◆ **Given exercise**:
Return every line of this listing verbatim.

________________

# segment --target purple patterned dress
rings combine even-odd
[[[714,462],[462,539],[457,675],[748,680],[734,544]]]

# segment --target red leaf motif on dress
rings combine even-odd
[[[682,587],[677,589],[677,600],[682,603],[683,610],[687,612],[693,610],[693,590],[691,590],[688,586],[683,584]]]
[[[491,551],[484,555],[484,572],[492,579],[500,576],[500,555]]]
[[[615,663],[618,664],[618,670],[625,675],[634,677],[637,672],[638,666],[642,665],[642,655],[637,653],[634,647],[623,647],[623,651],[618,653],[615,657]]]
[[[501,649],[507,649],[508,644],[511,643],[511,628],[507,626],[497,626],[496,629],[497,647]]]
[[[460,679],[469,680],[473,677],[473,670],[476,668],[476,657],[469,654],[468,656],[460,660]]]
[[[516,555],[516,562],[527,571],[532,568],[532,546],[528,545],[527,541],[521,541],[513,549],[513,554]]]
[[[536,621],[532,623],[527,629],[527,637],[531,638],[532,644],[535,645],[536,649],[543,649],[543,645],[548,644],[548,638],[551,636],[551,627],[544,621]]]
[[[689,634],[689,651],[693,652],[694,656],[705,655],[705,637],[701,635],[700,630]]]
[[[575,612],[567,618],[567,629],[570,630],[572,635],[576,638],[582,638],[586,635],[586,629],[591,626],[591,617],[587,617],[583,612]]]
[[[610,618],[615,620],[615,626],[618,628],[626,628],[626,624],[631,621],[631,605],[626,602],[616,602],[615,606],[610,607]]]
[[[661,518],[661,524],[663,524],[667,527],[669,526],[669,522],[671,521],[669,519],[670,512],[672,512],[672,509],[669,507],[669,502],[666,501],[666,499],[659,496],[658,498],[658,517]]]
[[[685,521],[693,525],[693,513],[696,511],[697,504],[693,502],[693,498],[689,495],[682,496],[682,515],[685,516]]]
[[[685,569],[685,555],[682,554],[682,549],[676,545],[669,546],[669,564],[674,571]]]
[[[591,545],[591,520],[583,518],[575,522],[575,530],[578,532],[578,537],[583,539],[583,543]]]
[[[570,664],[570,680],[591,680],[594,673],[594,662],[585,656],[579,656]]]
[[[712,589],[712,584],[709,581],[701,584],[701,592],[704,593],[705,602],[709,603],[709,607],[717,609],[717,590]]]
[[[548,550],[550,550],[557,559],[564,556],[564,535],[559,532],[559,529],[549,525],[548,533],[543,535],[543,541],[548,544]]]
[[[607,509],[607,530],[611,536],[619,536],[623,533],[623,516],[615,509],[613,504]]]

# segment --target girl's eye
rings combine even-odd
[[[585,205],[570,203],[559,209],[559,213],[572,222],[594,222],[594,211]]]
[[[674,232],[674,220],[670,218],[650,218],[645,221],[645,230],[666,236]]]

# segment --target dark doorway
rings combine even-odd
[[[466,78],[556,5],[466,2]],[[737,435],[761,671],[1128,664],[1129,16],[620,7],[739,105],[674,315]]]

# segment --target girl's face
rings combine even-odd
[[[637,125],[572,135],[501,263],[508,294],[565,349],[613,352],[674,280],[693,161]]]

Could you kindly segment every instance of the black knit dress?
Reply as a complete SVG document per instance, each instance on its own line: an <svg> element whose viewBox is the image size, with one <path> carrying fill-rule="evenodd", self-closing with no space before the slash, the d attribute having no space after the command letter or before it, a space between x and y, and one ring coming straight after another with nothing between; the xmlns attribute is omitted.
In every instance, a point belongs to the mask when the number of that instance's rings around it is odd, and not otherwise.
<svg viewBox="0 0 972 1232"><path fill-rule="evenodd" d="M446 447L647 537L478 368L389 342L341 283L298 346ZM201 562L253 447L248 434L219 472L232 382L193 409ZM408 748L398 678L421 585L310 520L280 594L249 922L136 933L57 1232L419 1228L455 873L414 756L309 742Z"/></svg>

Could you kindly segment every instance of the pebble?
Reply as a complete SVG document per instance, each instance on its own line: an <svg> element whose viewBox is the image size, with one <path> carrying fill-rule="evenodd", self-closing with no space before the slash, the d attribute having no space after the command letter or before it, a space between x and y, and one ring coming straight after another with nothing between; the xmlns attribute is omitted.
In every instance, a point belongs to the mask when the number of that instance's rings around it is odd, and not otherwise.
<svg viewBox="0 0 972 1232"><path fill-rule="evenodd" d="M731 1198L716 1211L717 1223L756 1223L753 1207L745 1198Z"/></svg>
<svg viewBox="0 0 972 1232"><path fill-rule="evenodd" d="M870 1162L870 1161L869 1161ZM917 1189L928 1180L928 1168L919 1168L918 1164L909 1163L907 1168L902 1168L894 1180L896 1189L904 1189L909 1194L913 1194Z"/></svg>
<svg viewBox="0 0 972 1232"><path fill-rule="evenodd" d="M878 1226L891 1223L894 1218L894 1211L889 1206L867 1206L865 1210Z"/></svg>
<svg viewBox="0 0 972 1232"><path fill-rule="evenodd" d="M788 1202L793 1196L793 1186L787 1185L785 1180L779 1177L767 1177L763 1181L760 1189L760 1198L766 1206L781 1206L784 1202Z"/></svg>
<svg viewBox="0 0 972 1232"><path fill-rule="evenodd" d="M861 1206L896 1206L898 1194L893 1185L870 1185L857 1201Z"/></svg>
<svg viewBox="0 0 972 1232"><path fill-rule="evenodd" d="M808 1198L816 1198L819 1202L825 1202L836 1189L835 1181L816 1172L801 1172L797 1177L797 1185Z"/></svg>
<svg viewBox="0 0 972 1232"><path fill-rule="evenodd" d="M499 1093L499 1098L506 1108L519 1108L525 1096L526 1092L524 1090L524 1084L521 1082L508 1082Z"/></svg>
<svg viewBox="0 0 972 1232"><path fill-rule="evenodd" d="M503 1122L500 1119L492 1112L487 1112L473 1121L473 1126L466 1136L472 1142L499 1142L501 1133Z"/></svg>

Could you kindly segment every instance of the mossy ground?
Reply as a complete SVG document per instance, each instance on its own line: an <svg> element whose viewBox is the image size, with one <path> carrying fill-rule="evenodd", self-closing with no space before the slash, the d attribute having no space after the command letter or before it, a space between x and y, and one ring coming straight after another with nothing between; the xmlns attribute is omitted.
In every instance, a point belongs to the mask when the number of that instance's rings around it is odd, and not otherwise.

________________

◆ **Task solution**:
# segment --target purple patterned dress
rings combine even-odd
[[[714,462],[462,539],[457,675],[748,680],[734,544]]]

# segment --target red leaf motif on dress
rings combine even-odd
[[[682,587],[677,589],[677,600],[682,603],[683,610],[687,612],[693,610],[693,590],[691,590],[688,586],[683,584]]]
[[[491,551],[484,555],[484,572],[492,579],[500,576],[500,555]]]
[[[615,663],[618,664],[618,670],[625,675],[634,677],[637,672],[638,666],[642,665],[642,655],[637,653],[634,647],[623,647],[623,651],[618,653],[615,657]]]
[[[501,649],[507,649],[508,644],[511,643],[511,628],[507,626],[497,626],[496,629],[497,647]]]
[[[460,679],[469,680],[473,677],[473,670],[476,668],[476,657],[469,654],[468,656],[460,660]]]
[[[516,555],[516,562],[527,571],[532,568],[532,546],[528,545],[527,541],[521,541],[513,549],[513,554]]]
[[[536,621],[532,623],[527,629],[527,637],[531,638],[532,644],[535,645],[536,649],[543,649],[543,645],[548,644],[548,638],[551,636],[551,627],[544,621]]]
[[[689,634],[689,651],[693,652],[694,656],[705,655],[705,637],[701,635],[700,630]]]
[[[575,612],[567,618],[567,629],[570,630],[572,635],[576,638],[582,638],[586,635],[586,629],[591,626],[591,617],[587,617],[583,612]]]
[[[610,618],[615,620],[615,626],[618,628],[626,628],[626,624],[631,621],[631,605],[626,602],[616,602],[615,606],[610,607]]]
[[[661,518],[661,524],[663,524],[667,527],[669,526],[669,522],[671,521],[669,519],[670,512],[672,512],[672,509],[669,507],[669,502],[666,501],[666,499],[659,496],[658,498],[658,517]]]
[[[685,521],[693,525],[693,513],[696,511],[697,504],[693,502],[693,498],[689,495],[682,496],[682,515],[685,516]]]
[[[685,569],[685,555],[682,554],[682,549],[676,545],[669,546],[669,564],[674,571]]]
[[[591,545],[591,520],[583,518],[575,522],[575,530],[578,532],[578,537],[583,539],[583,543]]]
[[[570,664],[570,680],[591,680],[594,673],[594,662],[585,656],[579,656]]]
[[[712,589],[712,584],[709,581],[701,584],[701,592],[704,593],[705,602],[709,603],[709,607],[717,609],[717,590]]]
[[[548,550],[550,550],[557,559],[564,556],[564,535],[559,532],[559,529],[549,525],[548,533],[543,535],[543,541],[548,544]]]
[[[607,509],[607,530],[611,536],[619,536],[623,533],[623,516],[615,509],[613,504]]]

# segment --target girl's eye
rings combine even-odd
[[[585,205],[570,203],[559,209],[559,213],[572,222],[594,222],[594,211]]]
[[[674,232],[674,220],[670,218],[650,218],[645,221],[645,230],[666,236]]]

# segment --target dark doorway
rings combine even-odd
[[[466,78],[556,5],[466,2]],[[737,435],[761,671],[1128,664],[1129,16],[620,7],[739,105],[674,315]]]

# segment --target girl's face
rings combine even-odd
[[[637,125],[572,135],[501,263],[508,294],[565,349],[613,352],[674,280],[693,161]]]

Could you kindly segment every instance of the black knit dress?
Reply as a complete SVG document per instance, each instance on its own line: an <svg> element whose viewBox is the image size, with one <path> carrying fill-rule="evenodd", self-closing with no space before the slash, the d attribute having no space after the command letter or before it, a space between x and y, and one ring coming straight after another with nothing between; the xmlns attribute is omitted.
In every instance, a point belongs to the mask when the number of that instance's rings around it is odd, and not otherwise.
<svg viewBox="0 0 972 1232"><path fill-rule="evenodd" d="M446 447L647 537L478 368L389 342L341 283L298 346ZM201 562L253 447L248 434L219 472L232 382L193 409ZM408 748L398 678L421 585L310 520L280 594L249 922L136 933L57 1232L419 1228L455 873L414 756L309 742Z"/></svg>

Could you kindly segment every instance of the pebble?
Reply as a complete SVG document per instance, each instance on its own line: an <svg> element whose viewBox is the image size, with one <path> carrying fill-rule="evenodd", self-closing with no space before the slash, the d attribute having no space after the command letter or before it, a space between x and y, and one ring coming straight after another with nothing between; the xmlns attribute is omitted.
In every instance, a point belongs to the mask when the number of that instance's rings around it is odd, and not otherwise.
<svg viewBox="0 0 972 1232"><path fill-rule="evenodd" d="M731 1198L716 1211L717 1223L756 1223L753 1207L745 1198Z"/></svg>
<svg viewBox="0 0 972 1232"><path fill-rule="evenodd" d="M870 1162L870 1161L869 1161ZM917 1189L928 1180L928 1168L919 1168L918 1164L909 1163L907 1168L902 1168L894 1180L896 1189L904 1189L909 1194L913 1194Z"/></svg>
<svg viewBox="0 0 972 1232"><path fill-rule="evenodd" d="M878 1226L891 1223L894 1218L894 1211L889 1206L867 1206L865 1210Z"/></svg>
<svg viewBox="0 0 972 1232"><path fill-rule="evenodd" d="M788 1202L793 1196L793 1186L787 1185L785 1180L779 1177L767 1177L763 1181L760 1189L760 1198L766 1206L781 1206L784 1202Z"/></svg>
<svg viewBox="0 0 972 1232"><path fill-rule="evenodd" d="M861 1206L896 1206L898 1194L893 1185L870 1185L857 1201Z"/></svg>
<svg viewBox="0 0 972 1232"><path fill-rule="evenodd" d="M808 1198L816 1198L819 1202L825 1202L836 1189L835 1181L816 1172L801 1172L797 1177L797 1185Z"/></svg>
<svg viewBox="0 0 972 1232"><path fill-rule="evenodd" d="M499 1093L499 1098L506 1108L519 1108L525 1096L526 1092L524 1090L524 1084L521 1082L508 1082Z"/></svg>
<svg viewBox="0 0 972 1232"><path fill-rule="evenodd" d="M503 1122L500 1119L492 1112L487 1112L473 1121L473 1126L466 1136L472 1142L499 1142L501 1133Z"/></svg>

Could you kindly segment every instance of the mossy ground?
Reply as a complete SVG document per instance, each instance on its own line: an <svg> element whose viewBox is the image size, with one <path> carrying fill-rule="evenodd", self-closing with no space before the slash, the d attribute having no space after the command letter or before it, a space between x and y, and one ring coming straight after another with nothing between; the xmlns attribute is omitted.
In every instance, a point belongs to the mask when the number of that instance's rings around it is odd, and not otherwise.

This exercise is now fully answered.